INSTRUCTION:
Present every line of the data below as a JSON list of strings, with one string per line and blank lines omitted.

::: THE RECORDS

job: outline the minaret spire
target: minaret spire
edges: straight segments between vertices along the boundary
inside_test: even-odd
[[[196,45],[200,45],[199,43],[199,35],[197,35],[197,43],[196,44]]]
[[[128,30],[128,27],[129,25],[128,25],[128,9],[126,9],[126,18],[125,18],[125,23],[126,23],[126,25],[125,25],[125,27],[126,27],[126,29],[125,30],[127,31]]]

::::::

RESULT:
[
  "job: outline the minaret spire",
  "target: minaret spire",
  "edges: straight segments between vertices along the boundary",
  "inside_test: even-odd",
  "[[[196,45],[200,45],[199,43],[199,35],[197,35],[197,43],[196,44]]]",
  "[[[128,30],[128,27],[129,25],[128,25],[128,9],[126,9],[126,18],[125,18],[125,23],[126,23],[126,25],[125,25],[125,27],[126,27],[126,29],[125,30],[127,31]]]"
]